▶ _Exercise directions_: Take the data below and filter it for lines containing the word "rough"; show each line found.

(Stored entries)
━━━━
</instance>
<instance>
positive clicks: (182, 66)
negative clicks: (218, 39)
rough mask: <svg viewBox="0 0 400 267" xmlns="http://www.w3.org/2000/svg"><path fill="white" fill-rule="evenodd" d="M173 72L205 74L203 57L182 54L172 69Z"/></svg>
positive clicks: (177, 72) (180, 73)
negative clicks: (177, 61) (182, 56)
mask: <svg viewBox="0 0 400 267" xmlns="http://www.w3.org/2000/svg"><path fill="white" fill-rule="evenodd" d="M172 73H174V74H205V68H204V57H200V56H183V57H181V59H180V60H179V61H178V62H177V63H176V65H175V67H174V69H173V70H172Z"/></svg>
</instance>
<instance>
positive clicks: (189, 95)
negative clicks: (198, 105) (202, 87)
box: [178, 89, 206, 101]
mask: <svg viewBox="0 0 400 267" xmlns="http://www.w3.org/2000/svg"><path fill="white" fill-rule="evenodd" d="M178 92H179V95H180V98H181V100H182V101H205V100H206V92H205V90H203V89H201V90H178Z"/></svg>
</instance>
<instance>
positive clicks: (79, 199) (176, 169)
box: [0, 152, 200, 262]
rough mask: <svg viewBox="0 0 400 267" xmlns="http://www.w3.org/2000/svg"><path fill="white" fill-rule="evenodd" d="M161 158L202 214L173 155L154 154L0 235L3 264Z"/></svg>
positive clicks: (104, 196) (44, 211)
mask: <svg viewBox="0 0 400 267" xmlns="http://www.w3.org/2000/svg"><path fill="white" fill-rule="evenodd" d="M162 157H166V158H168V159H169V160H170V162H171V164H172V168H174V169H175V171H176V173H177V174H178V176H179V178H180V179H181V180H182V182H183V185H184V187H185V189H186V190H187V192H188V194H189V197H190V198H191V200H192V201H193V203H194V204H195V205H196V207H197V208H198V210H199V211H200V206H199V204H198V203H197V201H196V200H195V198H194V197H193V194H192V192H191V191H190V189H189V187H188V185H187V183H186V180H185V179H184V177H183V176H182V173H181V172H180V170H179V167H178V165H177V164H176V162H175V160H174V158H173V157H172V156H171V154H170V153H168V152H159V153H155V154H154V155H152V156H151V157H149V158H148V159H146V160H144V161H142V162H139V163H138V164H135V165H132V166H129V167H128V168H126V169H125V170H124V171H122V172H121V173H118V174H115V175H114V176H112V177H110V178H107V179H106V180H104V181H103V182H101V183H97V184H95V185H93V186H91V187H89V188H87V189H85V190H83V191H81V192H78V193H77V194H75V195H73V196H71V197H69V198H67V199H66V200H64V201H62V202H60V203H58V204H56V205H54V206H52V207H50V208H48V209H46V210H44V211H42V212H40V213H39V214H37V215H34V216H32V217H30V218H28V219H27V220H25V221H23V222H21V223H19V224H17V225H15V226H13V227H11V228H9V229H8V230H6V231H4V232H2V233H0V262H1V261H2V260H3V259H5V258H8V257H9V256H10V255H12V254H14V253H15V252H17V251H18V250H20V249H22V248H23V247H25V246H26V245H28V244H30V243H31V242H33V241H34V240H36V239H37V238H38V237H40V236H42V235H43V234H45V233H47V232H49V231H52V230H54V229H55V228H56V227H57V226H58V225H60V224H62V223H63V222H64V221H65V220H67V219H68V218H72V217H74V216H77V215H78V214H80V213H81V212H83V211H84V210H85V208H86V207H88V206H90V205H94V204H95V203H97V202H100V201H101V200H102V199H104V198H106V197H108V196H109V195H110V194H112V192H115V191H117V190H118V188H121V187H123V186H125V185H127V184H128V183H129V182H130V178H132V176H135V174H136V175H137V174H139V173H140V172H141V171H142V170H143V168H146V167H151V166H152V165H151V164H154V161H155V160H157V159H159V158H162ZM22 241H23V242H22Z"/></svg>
━━━━
▶ _Written solution_:
rough mask: <svg viewBox="0 0 400 267" xmlns="http://www.w3.org/2000/svg"><path fill="white" fill-rule="evenodd" d="M173 72L205 74L203 57L182 54L172 69Z"/></svg>
rough mask: <svg viewBox="0 0 400 267" xmlns="http://www.w3.org/2000/svg"><path fill="white" fill-rule="evenodd" d="M161 158L202 214L173 155L154 154L0 235L3 264Z"/></svg>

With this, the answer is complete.